Specific numerical values will be cited here to facilitate an understanding of the foregoing. Assume that the level differences of the color signals G, R and B (the output signals of the variable-gain amplifier circuits 14, 15, and 16) prior to the gamma correction are G=750 mVpp, R=1000 mVpp and B=500 mVpp. Assume also that the level of a 100% input in the gamma correction circuits 64, 65 and 66 is 500 mVpp. Since the level difference of the color signal B is 500 mVpp, this signal is gamma-corrected solely by an exponential curve; the KNEE curve does not play a part. Since the input of the color signal G possesses a level of 150%, a constriction is applied in the vicinity of the maximum level and the input is corrected by the gamma value that has changed in the manner indicated by the solid line in FIG. 6b. Since the color signal R has an input level of 200%, it is corrected by a gamma value which has undergone an even greater change, and therefore a much greater constriction is applied in the vicinity of the maximum level. The gains of the variable-gain amplifier circuits 54, 55 and 56 are adjusted in such a manner that coincidence is finally established among the level differences of the color signals G, R and B thus subjected to gamma corrections that differ from one another.
It should be noted that one of the variable-gain amplifier circuits 14-16 is not necessarily required, and the same is true also for the variable-gain amplifier circuits 54-56.
It is possible to correct a lack of uniformity among tone characteristics of the kind described above if the negative film, which is the subject undergoing imaging, has been properly exposed. If the negative film has not been properly exposed, a transition is made to an area where the tone characteristic curves shown in FIG. 12 become extremely gentle and phenomena referred to as black crushing and white stretching occur. When this happens, applying a gamma correction is futile. In particular, when imaging a negative film, the proper exposure range is narrow and it is necessary to perform a very fine adjustment of exposure.
Accordingly, a further object of the present invention is to perform a proper exposure adjustment and carry out a gamma correction appropriately in an image pick-up apparatus which uses a variable-gamma correction circuit, as shown in FIG. 5 or FIG. 9, to perform gamma corrections individually in such a manner that conformity is eventually established among the tone characteristics of three color signals.
FIG. 10 is a block diagram showing the electrical construction of an embodiment of an electronic image pick-up apparatus having an electronic shutter function according to the present invention. The arrangement of FIG. 10 uses the variable-gain amplifier circuits 15, 16 and the variable-gain amplifier circuits 54-56 shown in FIG. 9. The variable-gain amplifier circuit 14 for the color signal G has been omitted. In addition, the gamma correction circuits 64-66 are shown collectively as a single block, namely a gamma correction circuit 60, which essentially performs the same functions.
Furthermore, in this electronic image pick-up apparatus, use is made of an image signal processing circuit whose structure is almost the same as that of the image signal processing circuit shown in FIG. 7. Accordingly, portions in FIG. 10 that are the same as those shown in FIG. 7 are designated by like reference characters, and redundant explanations will be avoided as much as possible. In addition, the waveform diagrams of FIGS. 8a through 8h are applied to this embodiment also without change.

» EXTRACTED INFORMATION
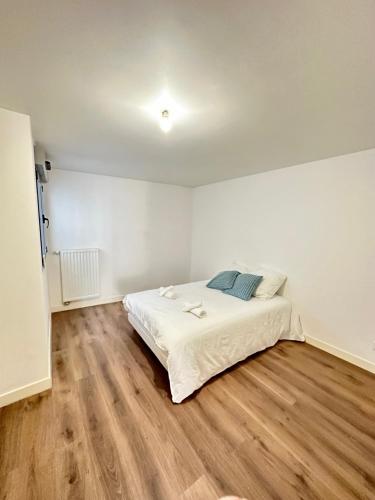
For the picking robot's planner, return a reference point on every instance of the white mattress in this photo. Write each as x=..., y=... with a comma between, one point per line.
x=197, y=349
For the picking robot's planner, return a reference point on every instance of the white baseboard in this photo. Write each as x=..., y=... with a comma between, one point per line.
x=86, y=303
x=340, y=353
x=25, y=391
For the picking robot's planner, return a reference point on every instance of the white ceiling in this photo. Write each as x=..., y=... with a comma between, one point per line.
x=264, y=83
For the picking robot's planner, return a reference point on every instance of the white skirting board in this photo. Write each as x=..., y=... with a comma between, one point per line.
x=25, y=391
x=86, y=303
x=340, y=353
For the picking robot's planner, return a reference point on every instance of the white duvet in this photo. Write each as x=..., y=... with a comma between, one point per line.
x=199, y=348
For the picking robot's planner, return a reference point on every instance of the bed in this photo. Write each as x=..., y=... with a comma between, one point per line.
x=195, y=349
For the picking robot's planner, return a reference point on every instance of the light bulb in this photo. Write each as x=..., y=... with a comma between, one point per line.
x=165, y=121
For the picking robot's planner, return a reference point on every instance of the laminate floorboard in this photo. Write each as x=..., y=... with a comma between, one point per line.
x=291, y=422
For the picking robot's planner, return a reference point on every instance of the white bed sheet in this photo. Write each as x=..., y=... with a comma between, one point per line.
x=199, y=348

» TASKS AND EXERCISES
A. In the gamma correction passage, what is the level of a 100% input in gamma correction circuits 64, 65 and 66?
B. Quote the entries word for word from the line containing "the white bed" through the end of the entries, with both ends included.

» EXPECTED RESPONSES
A. 500 mVpp

B.
For the picking robot's planner, return a reference point on every instance of the white bed sheet in this photo. Write each as x=..., y=... with a comma between, one point per line.
x=199, y=348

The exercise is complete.